* Exercise objective:
Which lines should be repeated? Exactly the one containing "Each instance receives one keypoint. Annotate the man's mouth" and every line after it through the end of the entries below.

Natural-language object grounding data

----

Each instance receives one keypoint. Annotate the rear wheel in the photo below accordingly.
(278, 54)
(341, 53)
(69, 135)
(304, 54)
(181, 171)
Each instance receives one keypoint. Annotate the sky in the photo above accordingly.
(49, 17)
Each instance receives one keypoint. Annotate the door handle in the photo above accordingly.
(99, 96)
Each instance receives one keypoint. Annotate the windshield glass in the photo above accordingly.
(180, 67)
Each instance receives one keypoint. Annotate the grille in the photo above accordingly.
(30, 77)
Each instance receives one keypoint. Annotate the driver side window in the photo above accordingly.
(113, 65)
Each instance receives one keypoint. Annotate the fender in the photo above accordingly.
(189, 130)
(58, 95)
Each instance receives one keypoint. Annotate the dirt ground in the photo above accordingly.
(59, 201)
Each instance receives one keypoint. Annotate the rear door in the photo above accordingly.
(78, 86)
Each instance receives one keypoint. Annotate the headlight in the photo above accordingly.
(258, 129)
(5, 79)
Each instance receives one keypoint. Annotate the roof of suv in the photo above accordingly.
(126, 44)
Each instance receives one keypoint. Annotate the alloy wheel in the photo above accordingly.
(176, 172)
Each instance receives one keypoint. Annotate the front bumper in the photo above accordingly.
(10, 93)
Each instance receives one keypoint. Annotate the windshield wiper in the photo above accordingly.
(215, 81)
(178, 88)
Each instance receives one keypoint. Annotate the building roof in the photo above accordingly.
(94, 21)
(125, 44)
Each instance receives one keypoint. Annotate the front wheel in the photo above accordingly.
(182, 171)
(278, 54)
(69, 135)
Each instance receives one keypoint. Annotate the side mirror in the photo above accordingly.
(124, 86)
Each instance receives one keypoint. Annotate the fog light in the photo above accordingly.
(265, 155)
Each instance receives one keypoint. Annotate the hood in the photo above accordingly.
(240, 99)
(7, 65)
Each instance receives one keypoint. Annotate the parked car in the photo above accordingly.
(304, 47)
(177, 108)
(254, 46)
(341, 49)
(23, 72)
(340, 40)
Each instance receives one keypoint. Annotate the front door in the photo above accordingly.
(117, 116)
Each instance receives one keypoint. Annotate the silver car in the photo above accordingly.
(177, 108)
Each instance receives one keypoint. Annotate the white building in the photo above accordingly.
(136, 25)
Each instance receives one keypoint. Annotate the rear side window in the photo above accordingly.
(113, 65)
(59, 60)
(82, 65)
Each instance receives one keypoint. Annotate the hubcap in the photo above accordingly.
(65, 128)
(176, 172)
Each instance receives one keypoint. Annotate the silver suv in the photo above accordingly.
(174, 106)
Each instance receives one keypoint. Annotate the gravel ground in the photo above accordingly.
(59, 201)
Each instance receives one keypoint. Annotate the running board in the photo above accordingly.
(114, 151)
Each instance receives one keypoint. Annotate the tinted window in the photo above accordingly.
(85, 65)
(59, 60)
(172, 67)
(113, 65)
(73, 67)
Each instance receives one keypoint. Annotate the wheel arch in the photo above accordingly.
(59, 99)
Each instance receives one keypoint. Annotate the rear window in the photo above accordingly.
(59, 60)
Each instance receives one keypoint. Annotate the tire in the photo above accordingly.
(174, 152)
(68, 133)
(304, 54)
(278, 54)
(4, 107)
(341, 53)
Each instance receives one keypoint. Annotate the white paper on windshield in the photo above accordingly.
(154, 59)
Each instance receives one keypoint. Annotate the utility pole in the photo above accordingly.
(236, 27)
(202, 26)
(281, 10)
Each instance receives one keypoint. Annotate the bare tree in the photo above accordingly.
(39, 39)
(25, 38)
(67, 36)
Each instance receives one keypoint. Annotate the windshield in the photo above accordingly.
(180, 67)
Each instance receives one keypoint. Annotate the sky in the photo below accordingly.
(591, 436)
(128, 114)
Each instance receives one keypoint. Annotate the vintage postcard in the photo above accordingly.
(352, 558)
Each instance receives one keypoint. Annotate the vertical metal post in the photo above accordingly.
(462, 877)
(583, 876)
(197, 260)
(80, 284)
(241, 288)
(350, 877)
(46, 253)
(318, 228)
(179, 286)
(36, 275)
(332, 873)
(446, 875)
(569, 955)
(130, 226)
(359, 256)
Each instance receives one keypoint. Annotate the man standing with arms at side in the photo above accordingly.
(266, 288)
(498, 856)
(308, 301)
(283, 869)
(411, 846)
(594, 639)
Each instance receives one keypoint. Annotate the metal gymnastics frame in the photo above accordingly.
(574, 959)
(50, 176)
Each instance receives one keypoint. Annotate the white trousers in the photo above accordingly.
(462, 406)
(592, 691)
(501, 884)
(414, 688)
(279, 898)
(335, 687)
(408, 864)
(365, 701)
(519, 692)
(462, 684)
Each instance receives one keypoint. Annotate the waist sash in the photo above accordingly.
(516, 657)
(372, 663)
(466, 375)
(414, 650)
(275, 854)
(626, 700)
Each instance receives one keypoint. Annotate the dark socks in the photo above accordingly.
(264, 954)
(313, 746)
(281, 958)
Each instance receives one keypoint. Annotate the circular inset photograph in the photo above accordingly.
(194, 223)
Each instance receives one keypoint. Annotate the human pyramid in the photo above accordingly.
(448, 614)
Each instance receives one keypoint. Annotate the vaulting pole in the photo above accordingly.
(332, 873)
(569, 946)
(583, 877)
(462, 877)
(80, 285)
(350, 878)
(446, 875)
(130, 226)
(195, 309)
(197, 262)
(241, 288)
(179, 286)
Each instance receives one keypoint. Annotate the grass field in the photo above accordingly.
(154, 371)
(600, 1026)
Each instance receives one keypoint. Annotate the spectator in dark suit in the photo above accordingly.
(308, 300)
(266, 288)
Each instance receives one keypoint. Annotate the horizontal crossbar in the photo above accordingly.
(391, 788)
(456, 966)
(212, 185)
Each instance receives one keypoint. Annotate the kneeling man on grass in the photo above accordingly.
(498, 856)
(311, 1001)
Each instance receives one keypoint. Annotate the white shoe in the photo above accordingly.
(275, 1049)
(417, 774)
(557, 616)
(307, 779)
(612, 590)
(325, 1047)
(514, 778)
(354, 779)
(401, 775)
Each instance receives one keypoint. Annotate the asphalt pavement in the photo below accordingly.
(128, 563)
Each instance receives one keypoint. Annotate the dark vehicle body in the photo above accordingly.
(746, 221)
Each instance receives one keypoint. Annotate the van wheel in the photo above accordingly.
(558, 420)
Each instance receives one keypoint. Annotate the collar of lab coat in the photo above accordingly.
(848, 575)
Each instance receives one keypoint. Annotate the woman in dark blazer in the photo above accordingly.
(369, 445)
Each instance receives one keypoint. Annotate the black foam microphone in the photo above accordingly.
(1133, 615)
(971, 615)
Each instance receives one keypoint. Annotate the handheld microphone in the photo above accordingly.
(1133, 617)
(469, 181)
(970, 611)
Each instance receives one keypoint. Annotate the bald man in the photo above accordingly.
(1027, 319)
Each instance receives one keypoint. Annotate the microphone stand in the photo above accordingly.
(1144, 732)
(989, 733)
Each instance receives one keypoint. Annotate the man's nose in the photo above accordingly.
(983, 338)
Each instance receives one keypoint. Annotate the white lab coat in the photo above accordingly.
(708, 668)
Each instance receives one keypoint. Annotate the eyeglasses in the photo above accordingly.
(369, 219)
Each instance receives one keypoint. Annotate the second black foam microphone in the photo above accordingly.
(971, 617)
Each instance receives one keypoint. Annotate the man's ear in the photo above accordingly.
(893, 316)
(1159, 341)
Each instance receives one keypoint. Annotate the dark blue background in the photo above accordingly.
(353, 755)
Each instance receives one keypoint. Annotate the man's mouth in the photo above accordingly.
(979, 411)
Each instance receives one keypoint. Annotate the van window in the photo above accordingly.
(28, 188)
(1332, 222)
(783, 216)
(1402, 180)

----

* Completed task:
Each instance receives one keypoint. Annotate the man's mouth in the photo above accordingly.
(979, 411)
Each instance receives one keypoint. Annotate the van window in the photo above accordingly.
(28, 188)
(1332, 222)
(783, 216)
(1402, 180)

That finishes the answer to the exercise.